Task to carry out: Look for the word "rubber" in the entries and copy each line where it appears.

** Opening Data in this exercise block **

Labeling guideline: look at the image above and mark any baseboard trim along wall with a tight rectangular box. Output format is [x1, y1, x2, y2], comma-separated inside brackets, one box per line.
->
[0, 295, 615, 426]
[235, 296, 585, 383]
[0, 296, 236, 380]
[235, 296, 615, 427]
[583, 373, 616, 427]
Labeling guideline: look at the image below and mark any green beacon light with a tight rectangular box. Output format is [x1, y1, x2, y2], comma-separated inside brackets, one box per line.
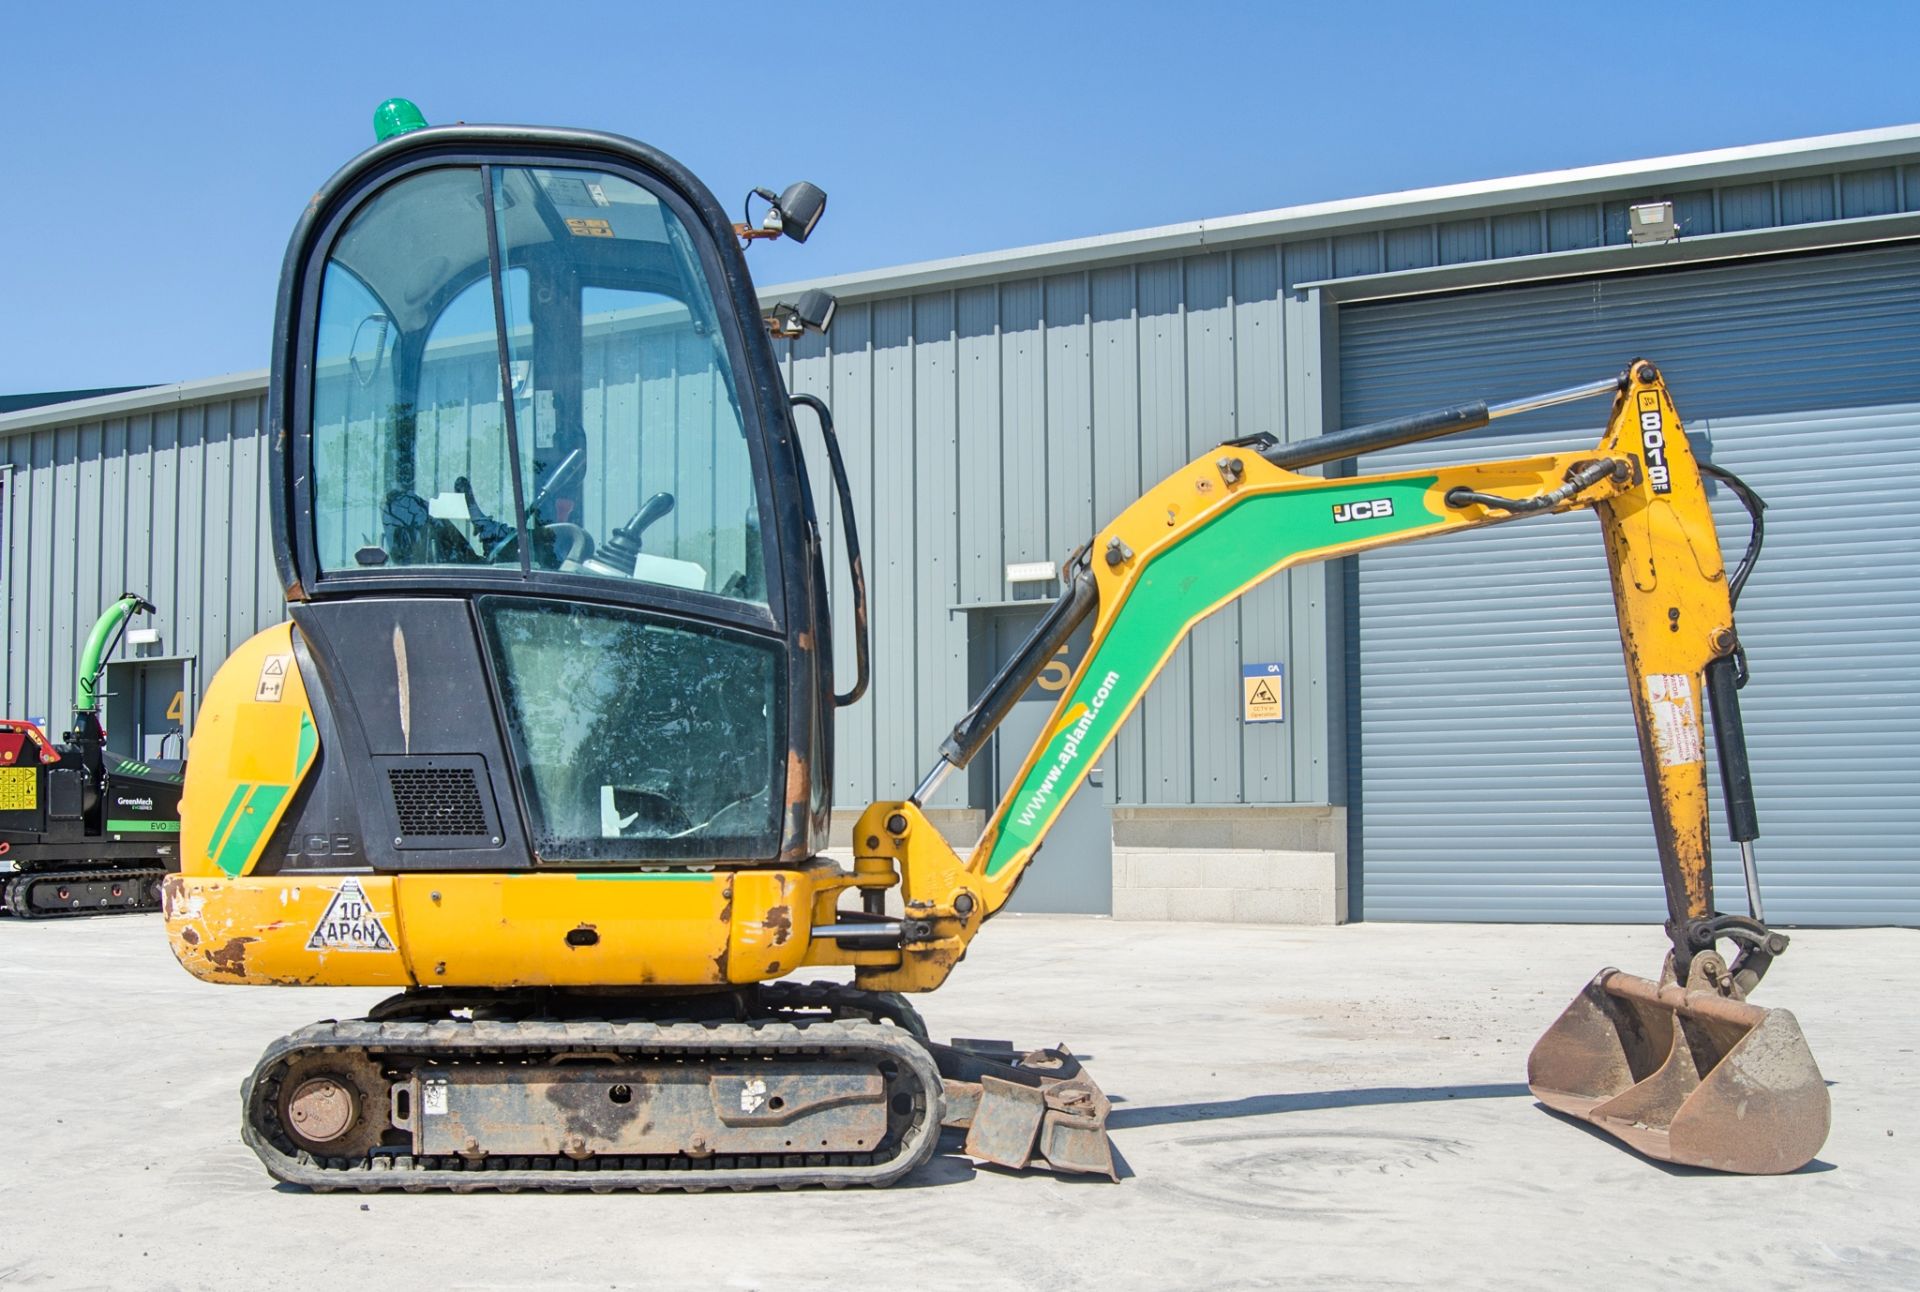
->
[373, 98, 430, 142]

** Closing Data in this exercise block **
** Opening Data in this exercise block **

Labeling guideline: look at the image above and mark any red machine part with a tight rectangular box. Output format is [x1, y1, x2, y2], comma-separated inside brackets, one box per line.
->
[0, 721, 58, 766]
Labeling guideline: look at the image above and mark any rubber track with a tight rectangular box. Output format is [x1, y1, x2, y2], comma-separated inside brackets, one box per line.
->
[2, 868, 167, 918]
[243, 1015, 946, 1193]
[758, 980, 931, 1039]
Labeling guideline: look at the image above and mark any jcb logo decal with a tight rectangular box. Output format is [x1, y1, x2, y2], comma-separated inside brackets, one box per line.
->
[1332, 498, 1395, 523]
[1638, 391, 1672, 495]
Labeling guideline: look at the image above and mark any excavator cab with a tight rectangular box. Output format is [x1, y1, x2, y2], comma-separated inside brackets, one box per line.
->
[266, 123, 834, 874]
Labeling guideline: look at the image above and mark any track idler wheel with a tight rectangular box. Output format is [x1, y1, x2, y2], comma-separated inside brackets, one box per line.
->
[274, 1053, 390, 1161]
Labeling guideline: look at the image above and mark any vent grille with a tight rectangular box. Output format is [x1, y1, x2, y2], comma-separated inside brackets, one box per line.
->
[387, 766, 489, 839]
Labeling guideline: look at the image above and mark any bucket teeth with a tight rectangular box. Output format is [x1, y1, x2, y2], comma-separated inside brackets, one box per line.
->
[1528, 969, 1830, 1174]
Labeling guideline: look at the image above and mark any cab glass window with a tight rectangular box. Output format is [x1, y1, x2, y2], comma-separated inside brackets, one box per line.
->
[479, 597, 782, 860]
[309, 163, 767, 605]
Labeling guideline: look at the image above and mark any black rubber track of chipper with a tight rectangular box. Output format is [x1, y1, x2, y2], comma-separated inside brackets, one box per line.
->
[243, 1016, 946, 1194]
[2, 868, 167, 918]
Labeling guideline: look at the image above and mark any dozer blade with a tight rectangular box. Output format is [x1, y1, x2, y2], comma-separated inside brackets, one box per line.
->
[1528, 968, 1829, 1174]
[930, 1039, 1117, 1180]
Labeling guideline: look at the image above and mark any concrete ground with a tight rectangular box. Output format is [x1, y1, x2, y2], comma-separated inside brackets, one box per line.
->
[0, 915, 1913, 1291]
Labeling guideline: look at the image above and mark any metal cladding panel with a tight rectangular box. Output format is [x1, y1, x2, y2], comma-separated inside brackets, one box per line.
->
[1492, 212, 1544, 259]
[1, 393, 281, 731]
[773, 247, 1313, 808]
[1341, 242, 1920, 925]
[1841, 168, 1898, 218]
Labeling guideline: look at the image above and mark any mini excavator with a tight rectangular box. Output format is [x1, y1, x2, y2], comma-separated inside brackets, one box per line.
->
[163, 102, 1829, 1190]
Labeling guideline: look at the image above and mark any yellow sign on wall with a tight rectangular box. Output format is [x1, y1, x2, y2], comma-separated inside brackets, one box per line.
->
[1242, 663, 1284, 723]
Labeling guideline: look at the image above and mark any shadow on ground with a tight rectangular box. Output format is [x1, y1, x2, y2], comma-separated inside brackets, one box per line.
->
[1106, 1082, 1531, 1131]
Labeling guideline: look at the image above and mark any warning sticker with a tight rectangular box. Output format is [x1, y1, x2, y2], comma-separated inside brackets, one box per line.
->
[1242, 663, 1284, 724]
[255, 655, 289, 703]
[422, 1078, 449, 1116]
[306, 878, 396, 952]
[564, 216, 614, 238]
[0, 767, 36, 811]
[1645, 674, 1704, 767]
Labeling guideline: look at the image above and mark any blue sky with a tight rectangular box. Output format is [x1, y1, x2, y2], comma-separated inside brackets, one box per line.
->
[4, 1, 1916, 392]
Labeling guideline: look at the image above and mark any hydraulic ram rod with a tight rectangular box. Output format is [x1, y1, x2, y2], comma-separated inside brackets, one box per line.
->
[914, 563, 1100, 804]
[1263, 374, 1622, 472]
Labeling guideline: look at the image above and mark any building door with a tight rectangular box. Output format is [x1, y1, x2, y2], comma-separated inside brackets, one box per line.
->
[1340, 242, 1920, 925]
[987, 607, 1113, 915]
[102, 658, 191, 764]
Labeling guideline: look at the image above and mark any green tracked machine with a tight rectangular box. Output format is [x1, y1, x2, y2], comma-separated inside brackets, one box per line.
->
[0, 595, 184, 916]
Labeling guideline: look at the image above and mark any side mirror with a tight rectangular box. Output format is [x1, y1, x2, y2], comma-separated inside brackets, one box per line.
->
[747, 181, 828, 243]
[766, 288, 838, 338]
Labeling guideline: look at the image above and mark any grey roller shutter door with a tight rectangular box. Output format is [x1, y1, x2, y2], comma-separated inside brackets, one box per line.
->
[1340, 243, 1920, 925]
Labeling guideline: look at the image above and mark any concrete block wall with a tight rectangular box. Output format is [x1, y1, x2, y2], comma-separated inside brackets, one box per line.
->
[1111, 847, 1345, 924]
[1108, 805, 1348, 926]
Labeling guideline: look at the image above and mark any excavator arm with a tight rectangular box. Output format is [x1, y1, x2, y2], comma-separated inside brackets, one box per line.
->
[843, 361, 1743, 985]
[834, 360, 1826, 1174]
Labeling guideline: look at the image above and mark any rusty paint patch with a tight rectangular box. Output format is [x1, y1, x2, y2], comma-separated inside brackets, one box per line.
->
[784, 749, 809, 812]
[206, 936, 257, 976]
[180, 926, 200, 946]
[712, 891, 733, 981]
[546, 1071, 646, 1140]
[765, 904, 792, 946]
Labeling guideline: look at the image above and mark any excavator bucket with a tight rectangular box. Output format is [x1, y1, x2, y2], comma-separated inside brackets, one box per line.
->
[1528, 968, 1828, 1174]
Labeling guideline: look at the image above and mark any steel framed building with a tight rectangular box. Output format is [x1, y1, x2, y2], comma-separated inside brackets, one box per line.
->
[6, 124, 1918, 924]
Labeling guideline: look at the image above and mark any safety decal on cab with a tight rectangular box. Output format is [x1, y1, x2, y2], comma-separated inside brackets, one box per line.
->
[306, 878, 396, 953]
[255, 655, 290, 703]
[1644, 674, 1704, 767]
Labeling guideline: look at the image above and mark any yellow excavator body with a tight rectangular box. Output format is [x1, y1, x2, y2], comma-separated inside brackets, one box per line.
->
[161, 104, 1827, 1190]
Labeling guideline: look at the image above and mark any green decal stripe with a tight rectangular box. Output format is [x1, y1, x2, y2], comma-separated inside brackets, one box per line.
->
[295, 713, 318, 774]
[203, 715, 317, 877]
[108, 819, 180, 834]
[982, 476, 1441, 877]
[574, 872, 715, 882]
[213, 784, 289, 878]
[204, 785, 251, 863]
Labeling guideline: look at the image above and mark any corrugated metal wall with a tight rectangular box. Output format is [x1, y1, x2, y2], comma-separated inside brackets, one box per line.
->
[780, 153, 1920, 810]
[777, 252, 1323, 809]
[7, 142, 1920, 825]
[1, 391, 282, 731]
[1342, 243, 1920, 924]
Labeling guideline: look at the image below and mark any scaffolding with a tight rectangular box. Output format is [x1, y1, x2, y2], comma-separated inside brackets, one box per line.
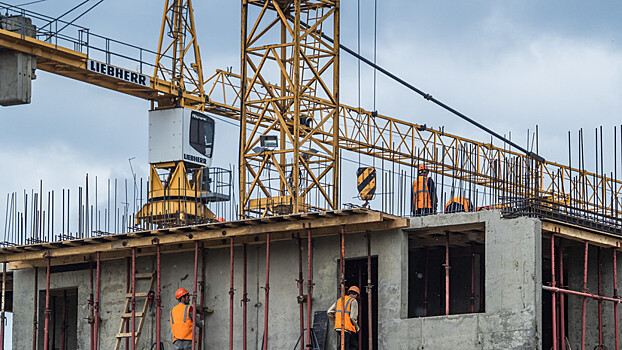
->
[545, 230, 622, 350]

** Closing Data in this exercise block **

Solution:
Labeling guideline: look at the image above and mark any rubber track with a tight rectangular box. Output format is [x1, y1, x2, y2], comma-separated inside brackets, one box per line.
Labeling guideline: look at the image above and mark any black rubber track of chipper with a tight rectangular box. Output format is [x1, y1, x2, y2], comma-separated inside brackets, one box per line.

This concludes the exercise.